## WORK INSTRUCTIONS
Identify every line of the records below that contains the word "pumpkin", and copy each of those lines. Case counts, so match only that exact capitalization.

## THE RECORDS
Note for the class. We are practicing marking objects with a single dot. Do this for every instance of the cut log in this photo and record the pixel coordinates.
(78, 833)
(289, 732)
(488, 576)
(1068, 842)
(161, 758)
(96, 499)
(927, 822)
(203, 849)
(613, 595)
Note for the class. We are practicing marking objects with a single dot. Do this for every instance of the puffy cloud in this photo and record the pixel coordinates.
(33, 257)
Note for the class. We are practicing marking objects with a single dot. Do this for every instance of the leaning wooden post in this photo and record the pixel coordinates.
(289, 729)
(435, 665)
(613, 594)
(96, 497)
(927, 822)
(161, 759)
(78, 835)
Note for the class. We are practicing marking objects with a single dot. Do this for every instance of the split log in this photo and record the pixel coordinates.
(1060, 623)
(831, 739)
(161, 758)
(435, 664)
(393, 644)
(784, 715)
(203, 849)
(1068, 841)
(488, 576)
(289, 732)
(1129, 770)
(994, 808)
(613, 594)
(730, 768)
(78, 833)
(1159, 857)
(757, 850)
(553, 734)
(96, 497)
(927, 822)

...

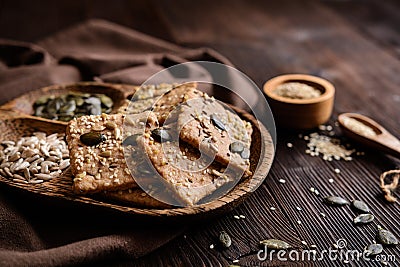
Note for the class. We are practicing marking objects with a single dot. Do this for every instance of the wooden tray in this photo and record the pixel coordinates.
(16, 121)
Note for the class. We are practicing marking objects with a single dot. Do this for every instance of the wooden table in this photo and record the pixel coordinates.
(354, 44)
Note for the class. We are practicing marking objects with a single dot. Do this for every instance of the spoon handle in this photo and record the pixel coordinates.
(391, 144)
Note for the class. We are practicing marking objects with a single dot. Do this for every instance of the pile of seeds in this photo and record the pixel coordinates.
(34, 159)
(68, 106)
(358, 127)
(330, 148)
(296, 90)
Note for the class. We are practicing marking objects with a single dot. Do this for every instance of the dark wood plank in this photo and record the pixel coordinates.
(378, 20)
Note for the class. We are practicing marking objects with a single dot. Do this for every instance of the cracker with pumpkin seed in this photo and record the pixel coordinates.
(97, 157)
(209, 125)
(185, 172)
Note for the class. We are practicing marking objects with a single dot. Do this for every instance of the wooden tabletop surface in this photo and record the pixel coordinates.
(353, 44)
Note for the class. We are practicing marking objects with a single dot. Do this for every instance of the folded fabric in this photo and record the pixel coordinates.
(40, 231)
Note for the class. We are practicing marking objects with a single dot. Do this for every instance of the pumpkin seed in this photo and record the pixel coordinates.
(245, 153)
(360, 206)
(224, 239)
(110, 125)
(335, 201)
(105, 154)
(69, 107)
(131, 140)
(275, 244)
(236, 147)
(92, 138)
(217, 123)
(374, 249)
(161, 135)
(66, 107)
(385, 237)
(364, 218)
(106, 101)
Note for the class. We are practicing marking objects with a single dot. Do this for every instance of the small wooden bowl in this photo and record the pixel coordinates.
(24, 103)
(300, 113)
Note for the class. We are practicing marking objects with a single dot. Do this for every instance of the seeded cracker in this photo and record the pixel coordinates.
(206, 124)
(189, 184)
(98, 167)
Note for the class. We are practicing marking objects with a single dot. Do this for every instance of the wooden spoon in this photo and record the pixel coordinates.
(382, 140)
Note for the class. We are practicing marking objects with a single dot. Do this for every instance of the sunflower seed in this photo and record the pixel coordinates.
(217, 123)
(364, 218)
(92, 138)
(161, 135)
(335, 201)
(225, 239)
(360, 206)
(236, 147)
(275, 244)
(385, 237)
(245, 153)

## THE RESULT
Note for the class. We are practicing marking objects with a single dot. Do this for every instance of the cracker with pumpkin seed in this photo and record the pixel coordinates.
Note for the class. We are practicing marking objects with a single dot. Do this for every instance of the pumpkin seed in this photo and record the pixel coordinates.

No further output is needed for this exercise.